### 本文:
/---

鞍馬山の奥、僧正が谷に住む山伏が、鞍馬寺の人々の花見があると聞いてやって来ます。一方、西谷の能力が、東谷の僧のもとに花見への招きの文を届けます。

東谷の一行は、その能力と共に西谷に来て、盛りの花を眺め、西谷の能力も稚児たちの慰みにと小舞を舞います。そこへ山伏が忽然と姿を現します。なんとなく興をそがれた一行は、そのまま帰ってしまいます。一人の稚児が残って、山伏に声をかけ一緒に花を見ようといいます。山伏はこの少年が源氏の頭領の三男の沙那王(牛若丸)であることを知り、その境遇に同情し、花の名所を案内してまわります。牛若が好意に感謝してその名を尋ねると、山伏はこの山に住む大天狗であると名乗り、兵法を伝えるから平家を滅ぼすように勧め、明日の再会を約して飛び去ります。

<中入>

翌日、牛若が顕紋紗のはなやなか直垂姿で僧正が谷に来ると、大天狗が全国の名だたる天狗を引き連れて現れます。そして張良の故事を語り、兵法の秘伝を授け、夕刻になり、行く末の武運を守る事を約して消えうせます。

【詞章】(第43回名古屋春栄会の独吟の部分と舞囃子の部分の抜粋です。

 〔第43回名古屋春栄会の独吟の部分〕

そもそもこれは。鞍馬の奥僧正が谷の。大天狗なり。まずおん供の天狗は。たれたれぞ筑紫には。彦山の豊前坊。四州には。白峰の相模坊。大山の伯耆坊。飯綱の三郎富士太郎。大峰の前鬼が一党.葛城高天。よそまでもあるまじ。辺土においては。比良。横川。如意が岳。我慢高雄の峰に住んで。人のためには愛宕山。霞とたなびき雲となって。月は鞍馬の.僧正が。谷を響かし峰を動かし。嵐こがらし滝の音。天狗倒しはおびたたしや。

 〔舞囃子〕

なお安からず思いしかども。大事を伝うる際なれば。沓をおっ取り.差し上げて。張良沓を捧げつつ。張良沓を捧げつつ。馬の上なる石公に。はかせけるにぞ心とけ.兵法の奥儀を伝えけり。そのごとくに和上臈も。そのごとくに和上臈も。さもはなやかなるおん有様にて.姿も心も荒天狗を。師匠や坊主とご賞翫は.いかにも大事を残さず伝えて.平家を討たんとおぼし召すかや優しの心ざしやな。そもそも武略の誉の道。

\---

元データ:
/---

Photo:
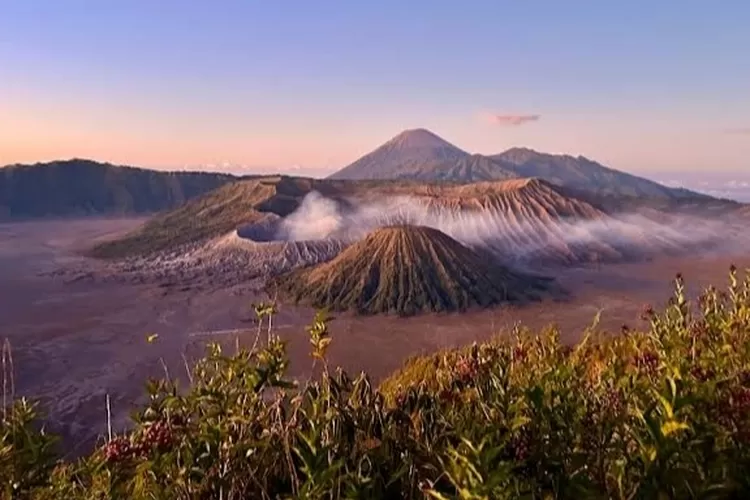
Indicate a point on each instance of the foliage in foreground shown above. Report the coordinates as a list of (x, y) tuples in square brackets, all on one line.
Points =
[(663, 413)]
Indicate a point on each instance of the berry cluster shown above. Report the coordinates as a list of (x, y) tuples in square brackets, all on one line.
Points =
[(157, 435), (520, 353), (520, 445), (735, 412), (647, 362), (118, 449), (613, 402), (702, 374), (466, 370)]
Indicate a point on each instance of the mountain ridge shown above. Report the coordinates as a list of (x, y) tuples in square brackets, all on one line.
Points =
[(409, 270), (85, 187), (399, 158)]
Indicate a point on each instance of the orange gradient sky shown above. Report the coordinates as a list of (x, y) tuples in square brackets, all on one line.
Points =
[(173, 85)]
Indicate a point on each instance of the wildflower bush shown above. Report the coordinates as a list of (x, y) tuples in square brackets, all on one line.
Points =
[(658, 413)]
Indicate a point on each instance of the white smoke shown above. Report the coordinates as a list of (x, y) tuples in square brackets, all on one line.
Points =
[(512, 235)]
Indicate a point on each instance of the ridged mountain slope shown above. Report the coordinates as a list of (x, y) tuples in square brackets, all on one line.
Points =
[(408, 270)]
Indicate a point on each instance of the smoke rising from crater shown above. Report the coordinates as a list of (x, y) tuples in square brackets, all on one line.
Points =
[(512, 235)]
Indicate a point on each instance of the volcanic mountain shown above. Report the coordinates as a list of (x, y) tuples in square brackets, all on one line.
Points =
[(85, 187), (408, 270), (586, 175), (421, 155)]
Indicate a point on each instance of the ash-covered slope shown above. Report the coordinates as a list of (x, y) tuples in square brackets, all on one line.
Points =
[(421, 155), (407, 270), (212, 215)]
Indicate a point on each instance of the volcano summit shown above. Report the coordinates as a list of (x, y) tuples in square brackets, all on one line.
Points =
[(408, 270)]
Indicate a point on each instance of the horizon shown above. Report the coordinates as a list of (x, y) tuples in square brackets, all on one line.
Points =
[(258, 87)]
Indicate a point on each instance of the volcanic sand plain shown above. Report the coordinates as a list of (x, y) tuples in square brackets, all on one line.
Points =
[(76, 341)]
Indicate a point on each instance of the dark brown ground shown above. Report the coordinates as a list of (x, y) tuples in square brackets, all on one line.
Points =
[(73, 343)]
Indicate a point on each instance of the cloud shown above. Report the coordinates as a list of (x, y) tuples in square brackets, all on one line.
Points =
[(510, 120), (738, 131)]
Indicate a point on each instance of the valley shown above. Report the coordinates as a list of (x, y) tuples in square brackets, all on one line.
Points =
[(76, 341)]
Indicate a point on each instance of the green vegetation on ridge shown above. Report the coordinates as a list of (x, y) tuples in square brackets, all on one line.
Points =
[(658, 413), (83, 187)]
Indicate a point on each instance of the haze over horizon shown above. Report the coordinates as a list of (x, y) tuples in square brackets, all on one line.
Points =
[(653, 89)]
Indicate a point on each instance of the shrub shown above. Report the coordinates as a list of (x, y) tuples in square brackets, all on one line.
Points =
[(659, 413)]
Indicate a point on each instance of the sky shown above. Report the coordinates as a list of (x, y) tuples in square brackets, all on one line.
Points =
[(647, 87)]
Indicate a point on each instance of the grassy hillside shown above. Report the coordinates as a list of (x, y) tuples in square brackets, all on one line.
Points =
[(83, 187), (656, 412)]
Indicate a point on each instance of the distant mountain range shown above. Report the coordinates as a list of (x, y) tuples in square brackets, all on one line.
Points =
[(421, 155), (83, 187)]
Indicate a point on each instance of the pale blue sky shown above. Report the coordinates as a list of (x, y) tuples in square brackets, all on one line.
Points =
[(641, 85)]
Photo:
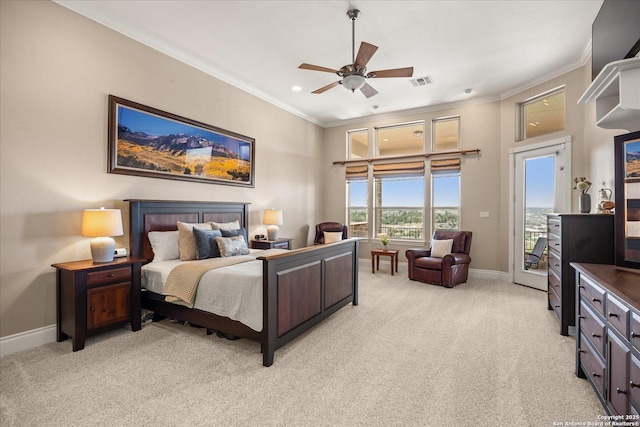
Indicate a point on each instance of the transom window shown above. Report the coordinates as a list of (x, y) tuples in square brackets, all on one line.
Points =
[(446, 134), (400, 139), (542, 114), (358, 141)]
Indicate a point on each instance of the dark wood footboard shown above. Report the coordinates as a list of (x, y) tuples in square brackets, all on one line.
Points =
[(304, 287), (300, 287)]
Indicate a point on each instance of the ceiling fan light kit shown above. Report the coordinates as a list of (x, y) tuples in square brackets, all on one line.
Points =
[(354, 75)]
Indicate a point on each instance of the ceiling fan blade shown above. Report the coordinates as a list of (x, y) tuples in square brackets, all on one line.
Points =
[(316, 68), (365, 53), (368, 91), (396, 72), (327, 87)]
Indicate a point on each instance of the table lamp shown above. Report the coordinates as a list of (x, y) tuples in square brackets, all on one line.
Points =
[(272, 218), (102, 224)]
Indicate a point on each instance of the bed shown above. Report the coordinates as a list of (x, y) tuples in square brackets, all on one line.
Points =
[(300, 288)]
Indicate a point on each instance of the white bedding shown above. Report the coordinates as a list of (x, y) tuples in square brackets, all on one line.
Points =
[(233, 291)]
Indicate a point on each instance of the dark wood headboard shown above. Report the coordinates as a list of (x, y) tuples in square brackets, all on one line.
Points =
[(163, 215)]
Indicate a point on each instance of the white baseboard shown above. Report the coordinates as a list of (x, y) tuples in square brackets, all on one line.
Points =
[(47, 334), (27, 340), (490, 275)]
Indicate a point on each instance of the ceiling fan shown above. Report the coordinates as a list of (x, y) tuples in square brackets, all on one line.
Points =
[(353, 75)]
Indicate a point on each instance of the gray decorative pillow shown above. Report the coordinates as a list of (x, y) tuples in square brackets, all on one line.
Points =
[(206, 245), (232, 246), (238, 232)]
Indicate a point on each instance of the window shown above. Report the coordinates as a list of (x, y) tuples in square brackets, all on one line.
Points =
[(400, 139), (446, 134), (358, 144), (357, 201), (399, 200), (445, 191), (542, 114)]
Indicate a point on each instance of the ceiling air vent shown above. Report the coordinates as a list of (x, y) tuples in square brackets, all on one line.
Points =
[(422, 81)]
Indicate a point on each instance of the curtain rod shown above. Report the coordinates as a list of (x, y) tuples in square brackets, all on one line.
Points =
[(410, 156)]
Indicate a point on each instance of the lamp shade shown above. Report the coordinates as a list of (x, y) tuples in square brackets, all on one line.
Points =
[(273, 218), (102, 224)]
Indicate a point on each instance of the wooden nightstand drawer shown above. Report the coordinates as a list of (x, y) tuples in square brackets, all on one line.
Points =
[(108, 304), (107, 276), (92, 297)]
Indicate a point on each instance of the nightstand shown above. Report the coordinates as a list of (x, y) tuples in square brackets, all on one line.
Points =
[(94, 297), (282, 243)]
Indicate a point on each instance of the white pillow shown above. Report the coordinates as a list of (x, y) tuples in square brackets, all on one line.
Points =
[(440, 248), (187, 241), (164, 245), (332, 236), (233, 225)]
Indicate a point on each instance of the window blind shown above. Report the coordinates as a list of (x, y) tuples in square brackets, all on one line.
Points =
[(399, 169), (445, 166)]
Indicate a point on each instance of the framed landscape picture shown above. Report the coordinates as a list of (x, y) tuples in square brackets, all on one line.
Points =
[(148, 142)]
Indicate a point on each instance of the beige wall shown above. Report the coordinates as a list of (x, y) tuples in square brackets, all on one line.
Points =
[(58, 69)]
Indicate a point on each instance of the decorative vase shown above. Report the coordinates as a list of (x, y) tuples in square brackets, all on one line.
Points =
[(584, 203)]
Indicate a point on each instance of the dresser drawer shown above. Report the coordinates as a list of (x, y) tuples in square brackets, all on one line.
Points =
[(111, 275), (554, 301), (554, 262), (592, 327), (618, 316), (635, 331), (634, 380), (592, 365), (592, 294), (554, 281)]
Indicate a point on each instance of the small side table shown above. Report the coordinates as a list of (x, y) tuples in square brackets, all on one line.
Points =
[(282, 243), (375, 259), (93, 297)]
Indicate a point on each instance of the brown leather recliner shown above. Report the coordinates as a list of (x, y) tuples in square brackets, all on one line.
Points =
[(448, 271), (329, 226)]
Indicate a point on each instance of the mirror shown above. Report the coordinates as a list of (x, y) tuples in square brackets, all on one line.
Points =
[(627, 210)]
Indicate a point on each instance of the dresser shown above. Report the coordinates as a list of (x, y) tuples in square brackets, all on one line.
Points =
[(608, 335), (585, 238), (94, 297)]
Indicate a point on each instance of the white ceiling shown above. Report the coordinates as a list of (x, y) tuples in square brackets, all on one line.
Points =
[(496, 48)]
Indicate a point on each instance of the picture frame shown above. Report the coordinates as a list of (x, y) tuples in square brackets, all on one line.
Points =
[(145, 141)]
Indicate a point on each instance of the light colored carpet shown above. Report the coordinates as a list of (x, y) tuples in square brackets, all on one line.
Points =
[(485, 353)]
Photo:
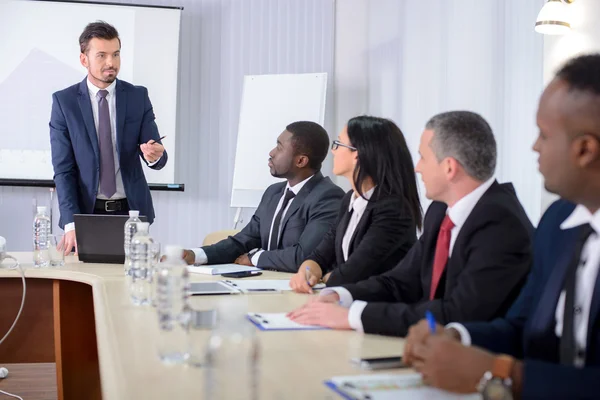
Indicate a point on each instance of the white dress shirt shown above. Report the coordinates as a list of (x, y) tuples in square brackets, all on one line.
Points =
[(200, 255), (458, 213), (111, 98), (587, 273), (358, 204)]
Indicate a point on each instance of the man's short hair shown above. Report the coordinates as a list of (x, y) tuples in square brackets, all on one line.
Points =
[(466, 137), (100, 30)]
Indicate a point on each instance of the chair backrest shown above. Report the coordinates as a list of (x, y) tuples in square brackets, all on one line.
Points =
[(217, 236)]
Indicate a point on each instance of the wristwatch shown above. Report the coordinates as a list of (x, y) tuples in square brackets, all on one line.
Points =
[(496, 384)]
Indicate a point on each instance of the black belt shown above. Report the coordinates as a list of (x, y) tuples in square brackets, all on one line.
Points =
[(111, 205)]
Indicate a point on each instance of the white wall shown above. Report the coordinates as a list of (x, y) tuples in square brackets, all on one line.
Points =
[(583, 38), (428, 56)]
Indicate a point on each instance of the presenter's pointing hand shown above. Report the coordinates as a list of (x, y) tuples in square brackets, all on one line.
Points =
[(152, 151)]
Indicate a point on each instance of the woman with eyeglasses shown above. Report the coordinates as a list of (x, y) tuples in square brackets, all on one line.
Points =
[(378, 218)]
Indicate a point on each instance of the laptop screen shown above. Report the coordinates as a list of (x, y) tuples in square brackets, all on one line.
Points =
[(100, 238)]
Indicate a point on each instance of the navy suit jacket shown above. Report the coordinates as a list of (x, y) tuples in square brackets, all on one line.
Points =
[(527, 331), (76, 156)]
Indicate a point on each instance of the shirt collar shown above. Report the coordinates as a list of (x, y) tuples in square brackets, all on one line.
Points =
[(461, 210), (297, 187), (581, 215), (358, 203), (93, 89)]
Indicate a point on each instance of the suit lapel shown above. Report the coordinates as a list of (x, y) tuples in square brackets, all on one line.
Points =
[(121, 106), (266, 227), (341, 232), (300, 197), (594, 309), (85, 106), (544, 315), (360, 225)]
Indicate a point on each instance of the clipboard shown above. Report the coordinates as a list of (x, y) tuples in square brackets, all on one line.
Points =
[(390, 387)]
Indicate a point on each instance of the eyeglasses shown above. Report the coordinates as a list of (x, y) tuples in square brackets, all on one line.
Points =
[(337, 143)]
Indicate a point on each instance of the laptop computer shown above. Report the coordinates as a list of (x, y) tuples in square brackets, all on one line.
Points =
[(100, 238)]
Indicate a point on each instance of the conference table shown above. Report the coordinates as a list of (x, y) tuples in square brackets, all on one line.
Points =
[(80, 317)]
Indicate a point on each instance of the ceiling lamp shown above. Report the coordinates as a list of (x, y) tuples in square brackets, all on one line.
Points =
[(554, 18)]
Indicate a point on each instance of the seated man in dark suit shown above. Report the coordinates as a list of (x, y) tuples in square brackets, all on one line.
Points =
[(472, 258), (549, 342), (292, 216)]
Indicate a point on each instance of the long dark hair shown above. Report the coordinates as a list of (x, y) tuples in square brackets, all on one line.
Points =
[(384, 157)]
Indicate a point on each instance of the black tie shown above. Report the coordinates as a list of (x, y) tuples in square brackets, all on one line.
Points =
[(275, 232), (567, 340)]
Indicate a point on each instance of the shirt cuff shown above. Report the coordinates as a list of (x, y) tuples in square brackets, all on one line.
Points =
[(255, 257), (345, 296), (465, 336), (355, 315), (200, 256), (150, 164)]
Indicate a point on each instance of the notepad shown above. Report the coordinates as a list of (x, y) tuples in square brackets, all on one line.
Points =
[(219, 269), (278, 322), (390, 387), (263, 285)]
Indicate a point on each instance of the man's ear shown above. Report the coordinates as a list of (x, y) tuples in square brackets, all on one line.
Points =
[(302, 161), (451, 166), (587, 148), (84, 60)]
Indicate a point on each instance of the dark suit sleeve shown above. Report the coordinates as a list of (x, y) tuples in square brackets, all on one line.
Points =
[(389, 229), (321, 217), (324, 254), (504, 335), (497, 260), (149, 131), (227, 250), (64, 163), (402, 283), (544, 380)]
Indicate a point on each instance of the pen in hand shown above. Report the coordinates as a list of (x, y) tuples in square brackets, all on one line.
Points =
[(308, 276), (431, 321)]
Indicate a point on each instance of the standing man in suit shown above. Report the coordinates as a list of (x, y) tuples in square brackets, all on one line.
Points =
[(548, 346), (474, 253), (98, 130), (292, 216)]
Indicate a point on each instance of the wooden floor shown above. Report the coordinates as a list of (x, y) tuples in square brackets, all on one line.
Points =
[(30, 381)]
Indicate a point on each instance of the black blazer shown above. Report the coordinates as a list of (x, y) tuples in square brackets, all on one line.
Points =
[(490, 260), (385, 233), (308, 218)]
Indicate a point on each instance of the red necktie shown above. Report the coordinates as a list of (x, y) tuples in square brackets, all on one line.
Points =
[(442, 251)]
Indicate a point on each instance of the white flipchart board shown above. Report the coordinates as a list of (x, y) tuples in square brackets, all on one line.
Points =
[(269, 104)]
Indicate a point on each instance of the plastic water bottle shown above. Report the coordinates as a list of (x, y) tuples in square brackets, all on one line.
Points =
[(141, 265), (41, 230), (174, 312), (233, 351), (130, 231)]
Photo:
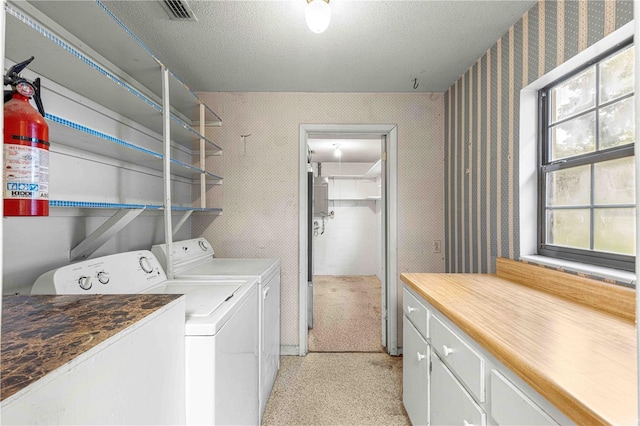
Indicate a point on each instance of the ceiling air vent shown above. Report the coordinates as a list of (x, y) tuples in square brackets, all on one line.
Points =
[(178, 10)]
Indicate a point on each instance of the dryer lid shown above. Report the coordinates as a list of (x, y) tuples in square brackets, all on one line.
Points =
[(202, 300)]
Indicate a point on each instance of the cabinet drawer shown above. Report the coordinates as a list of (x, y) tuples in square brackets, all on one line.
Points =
[(467, 364), (451, 404), (510, 406), (416, 312), (415, 374)]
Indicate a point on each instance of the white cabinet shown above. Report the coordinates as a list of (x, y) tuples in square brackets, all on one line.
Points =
[(462, 384), (126, 133), (509, 405), (415, 359), (415, 374), (451, 404), (466, 363)]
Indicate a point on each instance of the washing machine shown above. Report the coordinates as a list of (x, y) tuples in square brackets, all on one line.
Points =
[(221, 329), (195, 259)]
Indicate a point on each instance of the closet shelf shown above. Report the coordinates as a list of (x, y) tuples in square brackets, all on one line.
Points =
[(60, 62), (127, 206), (68, 133)]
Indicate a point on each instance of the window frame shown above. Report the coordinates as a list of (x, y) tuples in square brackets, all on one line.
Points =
[(545, 165)]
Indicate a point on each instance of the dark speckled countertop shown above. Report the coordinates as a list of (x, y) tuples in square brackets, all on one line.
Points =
[(42, 333)]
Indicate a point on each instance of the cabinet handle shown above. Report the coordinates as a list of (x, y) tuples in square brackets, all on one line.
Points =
[(446, 351)]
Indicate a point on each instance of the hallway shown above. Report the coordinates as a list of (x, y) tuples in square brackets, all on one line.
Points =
[(347, 378)]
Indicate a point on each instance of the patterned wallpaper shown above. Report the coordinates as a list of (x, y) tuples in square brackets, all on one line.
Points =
[(482, 125), (259, 195)]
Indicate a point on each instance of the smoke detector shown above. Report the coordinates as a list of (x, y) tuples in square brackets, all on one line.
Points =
[(178, 10)]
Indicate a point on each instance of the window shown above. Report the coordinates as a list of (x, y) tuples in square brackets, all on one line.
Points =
[(586, 170)]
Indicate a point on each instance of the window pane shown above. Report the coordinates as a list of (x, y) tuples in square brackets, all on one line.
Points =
[(573, 137), (574, 95), (616, 75), (616, 124), (614, 182), (569, 228), (569, 187), (615, 230)]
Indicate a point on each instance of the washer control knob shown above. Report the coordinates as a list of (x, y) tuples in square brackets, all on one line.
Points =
[(145, 264), (85, 282), (103, 277)]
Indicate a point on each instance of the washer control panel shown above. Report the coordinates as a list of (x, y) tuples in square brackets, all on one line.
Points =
[(185, 254), (130, 272)]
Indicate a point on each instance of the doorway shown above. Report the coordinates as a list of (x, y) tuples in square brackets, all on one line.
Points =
[(386, 203)]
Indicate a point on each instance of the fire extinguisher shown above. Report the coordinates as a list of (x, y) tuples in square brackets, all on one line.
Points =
[(26, 147)]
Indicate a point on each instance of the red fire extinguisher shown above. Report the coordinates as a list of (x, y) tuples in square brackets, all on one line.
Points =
[(26, 147)]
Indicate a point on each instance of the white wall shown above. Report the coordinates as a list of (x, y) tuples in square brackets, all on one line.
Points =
[(348, 242), (260, 199), (349, 245)]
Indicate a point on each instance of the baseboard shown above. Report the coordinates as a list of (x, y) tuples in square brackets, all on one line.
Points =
[(289, 350)]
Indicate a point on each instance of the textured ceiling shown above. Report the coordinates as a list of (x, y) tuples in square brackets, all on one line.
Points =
[(370, 46)]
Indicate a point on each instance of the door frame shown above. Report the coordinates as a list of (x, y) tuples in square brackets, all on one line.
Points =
[(391, 278)]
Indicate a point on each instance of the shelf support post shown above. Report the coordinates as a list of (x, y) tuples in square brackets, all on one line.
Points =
[(104, 233), (182, 221), (166, 167), (203, 161)]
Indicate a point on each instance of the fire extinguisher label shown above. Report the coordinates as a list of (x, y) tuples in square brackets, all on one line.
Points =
[(26, 172)]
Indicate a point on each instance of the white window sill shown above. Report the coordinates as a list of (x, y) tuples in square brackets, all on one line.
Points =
[(617, 275)]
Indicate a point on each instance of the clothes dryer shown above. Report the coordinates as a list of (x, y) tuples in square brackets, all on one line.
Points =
[(195, 260), (221, 329)]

\---

### やること:
本文の「そもそもこれは。鞍馬の奥僧正」から「やな。そもそも武略の誉の道。」までを、両端の語句も含めて一字も変えずに書き写すこと。

### 出力全文:
そもそもこれは。鞍馬の奥僧正が谷の。大天狗なり。まずおん供の天狗は。たれたれぞ筑紫には。彦山の豊前坊。四州には。白峰の相模坊。大山の伯耆坊。飯綱の三郎富士太郎。大峰の前鬼が一党.葛城高天。よそまでもあるまじ。辺土においては。比良。横川。如意が岳。我慢高雄の峰に住んで。人のためには愛宕山。霞とたなびき雲となって。月は鞍馬の.僧正が。谷を響かし峰を動かし。嵐こがらし滝の音。天狗倒しはおびたたしや。

 〔舞囃子〕

なお安からず思いしかども。大事を伝うる際なれば。沓をおっ取り.差し上げて。張良沓を捧げつつ。張良沓を捧げつつ。馬の上なる石公に。はかせけるにぞ心とけ.兵法の奥儀を伝えけり。そのごとくに和上臈も。そのごとくに和上臈も。さもはなやかなるおん有様にて.姿も心も荒天狗を。師匠や坊主とご賞翫は.いかにも大事を残さず伝えて.平家を討たんとおぼし召すかや優しの心ざしやな。そもそも武略の誉の道。